▶ [Stated goal]: Copy the items from their very first line through the line containing "155], [72, 167]]]", including both of those lines, without changing anything.

□ □ □ □

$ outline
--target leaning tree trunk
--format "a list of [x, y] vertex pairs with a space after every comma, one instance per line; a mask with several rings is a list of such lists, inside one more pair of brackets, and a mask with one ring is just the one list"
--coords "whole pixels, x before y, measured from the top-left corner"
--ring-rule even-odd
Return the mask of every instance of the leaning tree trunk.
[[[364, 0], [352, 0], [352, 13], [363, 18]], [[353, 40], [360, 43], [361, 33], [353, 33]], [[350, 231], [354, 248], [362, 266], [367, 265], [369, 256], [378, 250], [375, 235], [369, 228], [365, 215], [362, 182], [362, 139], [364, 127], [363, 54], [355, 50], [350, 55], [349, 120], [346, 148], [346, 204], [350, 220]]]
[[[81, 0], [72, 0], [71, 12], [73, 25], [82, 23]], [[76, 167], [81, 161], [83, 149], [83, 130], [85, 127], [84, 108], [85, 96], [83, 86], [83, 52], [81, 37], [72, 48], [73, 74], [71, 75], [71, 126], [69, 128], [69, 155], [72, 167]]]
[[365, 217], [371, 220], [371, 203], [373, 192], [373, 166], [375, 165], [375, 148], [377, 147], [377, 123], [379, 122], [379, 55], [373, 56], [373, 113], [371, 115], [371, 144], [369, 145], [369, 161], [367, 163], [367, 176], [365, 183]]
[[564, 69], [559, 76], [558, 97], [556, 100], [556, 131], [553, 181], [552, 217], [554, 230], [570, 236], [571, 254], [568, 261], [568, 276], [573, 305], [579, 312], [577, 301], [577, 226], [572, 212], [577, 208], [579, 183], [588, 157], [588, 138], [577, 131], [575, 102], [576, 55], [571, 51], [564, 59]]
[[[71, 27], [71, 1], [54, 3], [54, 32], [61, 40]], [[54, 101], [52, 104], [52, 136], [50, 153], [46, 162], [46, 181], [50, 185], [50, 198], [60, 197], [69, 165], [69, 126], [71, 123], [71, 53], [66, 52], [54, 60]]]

□ □ □ □

▶ [Finished exercise]:
$ outline
--target leaning tree trunk
--format "a list of [x, y] vertex pairs with a space after every comma, one instance per line; a mask with several rings is a list of such lists, inside one more pair of brackets, and a mask with one ring is just the one list"
--coords "whole pixels, x before y, measured from the top-left corner"
--ring-rule even-odd
Return the mask of every instance of the leaning tree trunk.
[[[364, 0], [352, 0], [352, 13], [363, 18]], [[353, 40], [360, 43], [361, 33], [353, 33]], [[350, 231], [354, 248], [362, 266], [367, 265], [369, 256], [378, 250], [375, 235], [369, 228], [365, 215], [362, 182], [362, 139], [364, 127], [363, 54], [355, 50], [350, 55], [349, 120], [346, 148], [346, 204], [350, 220]]]
[[[81, 0], [72, 0], [71, 12], [73, 25], [82, 23]], [[76, 167], [81, 161], [83, 149], [83, 130], [85, 127], [84, 108], [85, 96], [83, 86], [83, 52], [81, 37], [72, 48], [73, 74], [71, 75], [71, 126], [69, 128], [69, 155], [72, 167]]]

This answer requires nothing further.